◆ **Fragmento del texto**:
┏━━
Ayer, una semana después de que la sacrificáramos, me desperté hecho un ovillo en mi lado de la cama y extendí el brazo con sumo cuidado, tanteando las sábanas en busca de lo que, en mi letargo matinal, aún no tenía por su ausencia. Mica me habría mordisqueado la mano, se habría sacudido mi tentativa de caricia con un leve cabeceo y se habría escurrido hacia el suelo, acaso dejando en el aire un maullido quejoso. La casa está estos días infestada de visiones perfectamente audibles: la sueño correteando, escarbando en la arena, triturando con sus finos colmillos ese pienso granítico que alternaba con latitas gourmet, preferiblemente de salmón o ‘pesce dell’oceano’. La recogimos en un descampado próximo a la cárcel de Quatre Camins y, como haciendo buenos sus orígenes, no dejó de arañarme un solo día, aunque a decir verdad, tampoco yo renuncié a tratarla de modo amorosamente temerario, a sabiendas de que ella desenfundaría las garras (a menudo impetuosamente, las más de las veces con desgana) para trazar un rasguño asombrosamente recto en mi antebrazo.
Le puse el nombre de Mica por error, creyendo que el mineral así llamado era tan negro como ella, cuando lo cierto es que aquél suele dar tonos pardos, grisáceos o incluso rojos. Su escaso tamaño (siempre fue una gata canija) salvó, por puro azar, el celo semántico con que la bauticé, pues ‘mica’ en catalán es ‘un fragmento pequeño de algo’. Un poco. Pese a que fue Lola quien quiso una gata como mascota, y por Lola la traje a casa, Mica le infundía demasiado temor, tanto que apenas se rozaron en los ocho años que estuvo con nosotros. Con Laura sí hubo algo parecido a una relación, lo que le costó, ay, más de un bufido.
┗━━
◆ **Datos**:
┏━━
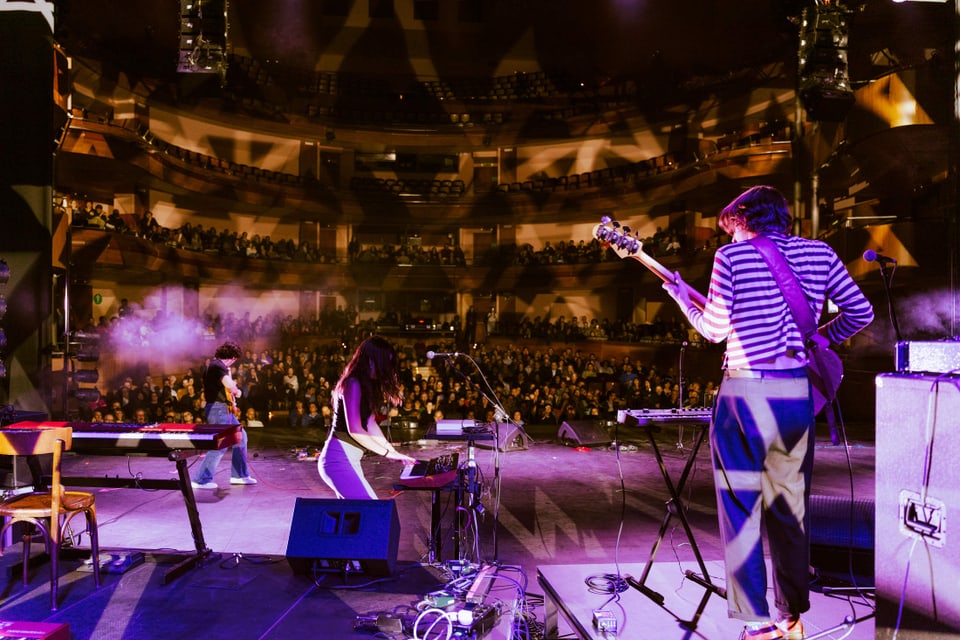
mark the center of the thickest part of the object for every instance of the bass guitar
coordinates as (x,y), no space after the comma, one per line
(824,366)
┗━━
◆ **Qué se pide**: ¿Puedes proseguir el relato sobre la gata Mica a partir de su última frase?

◆ **Tu respuesta**:
Hubo un día en que me pregunté por qué, cuando tenía a mis hijas en casa (habitualmente viven con su madre), Mica prefería arrellanarse en el respaldo del sofá, o sobre el escritorio. Un etólogo de felinos me dio la respuesta en un artículo de El País: los gatos, como sus primos los leopardos, tienden a enfilarse en las alturas por puro instinto de supervivencia, para mejor divisar el peligro o a sus presas. Y el respaldo del sofá fue para Mica una atalaya suficientemente privilegiada, sobre todo, ya digo, cuando en casa el trajín se le hacía intolerable. A menudo, tumbado de noche en el sofá, apartaba la miraba del libro que tenía entre manos y me preguntaba si de veras me veía, si nos veía, como a presas, pues el etólogo también aseguró que sólo la diferencia de tamaño impide a los gatos domésticos abalanzarse sobre nosotros como lo haría un guepardo sobre una gacela. Una cuestión de escala.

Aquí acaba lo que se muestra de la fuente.